• [Work to complete]
[1] Please retype the article on vaccinations in Zimbabwe, starting at "With a grant" and ending at "Course Immunization Program.".
[2] Render this sentence from the article on vaccinations in Zimbabwe in Spanish: "Nurses also receive training on WHO’s Reach Every District (RED) strategy, which aims to fully immunize every infant with all vaccines in the national immunization schedule."

World Vision Works in Zimbabwe to Ensure Critical Vaccinations for Women and Children

Life Course Immunization Program supported with grant from Pfizer Foundation

With a grant from the Pfizer Foundation*, World Vision is working in Zimbabwe to ensure young children and women receive critical vaccinations through the Life Course Immunization Program.

Families in the districts of Gokwe North and Gokwe South have immunization rates that are significantly lower in most instances than the national averages for tuberculosis, measles/rubella, polio, rotavirus, diphtheria/tetanus/pertussis, and pneumonia, and the Zimbabwe Ministry of Health is in the early stages of rolling out access to the human papillomavirus (HPV) vaccine in the program area.

Since the two-year program began in February 2017, activities have focused on supporting government health systems with staff training and improving the cold chain to keep vaccines viable; and training community and religious leaders, health staff, and local volunteers to promote improved health by ensuring infants, young children, and pregnant women receive necessary vaccines. Doing this enables district health facilities to better manage and deliver immunization programs, and breaks down cultural and other barriers that stand in the way of families making use of these programs.

Moms and babies wait their turn for immunizations at a World Vision Life Course Immunization Clinic (Photo credit: World Vision)

Through Life Course Immunization, 61 nurses in district health facilities have been trained on the World Health Organization’s (WHO) Effective Vaccine Management initiative, which guides proper storage, care, and use of vaccines. Nurses also receive training on WHO’s Reach Every District (RED) strategy, which aims to fully immunize every infant with all vaccines in the national immunization schedule. RED addresses common obstacles such as poor health district planning, substandard quality and unreliable services, and the inadequate monitoring and supervision of health workers. The program also provides training to improve data management, and then use that data to help plan maternal, newborn, and child health interventions.

• [Data segment]
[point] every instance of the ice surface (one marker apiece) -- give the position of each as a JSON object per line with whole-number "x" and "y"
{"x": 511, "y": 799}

• [Solutions to the tasks]
[1]
With a grant from the Pfizer Foundation*, World Vision is working in Zimbabwe to ensure young children and women receive critical vaccinations through the Life Course Immunization Program.

[2] El personal de enfermería también recibe capacitación sobre la estrategia Llegar a Cada Distrito (RED) de la OMS, cuyo objetivo es inmunizar completamente a cada lactante con todas las vacunas del calendario nacional de inmunización.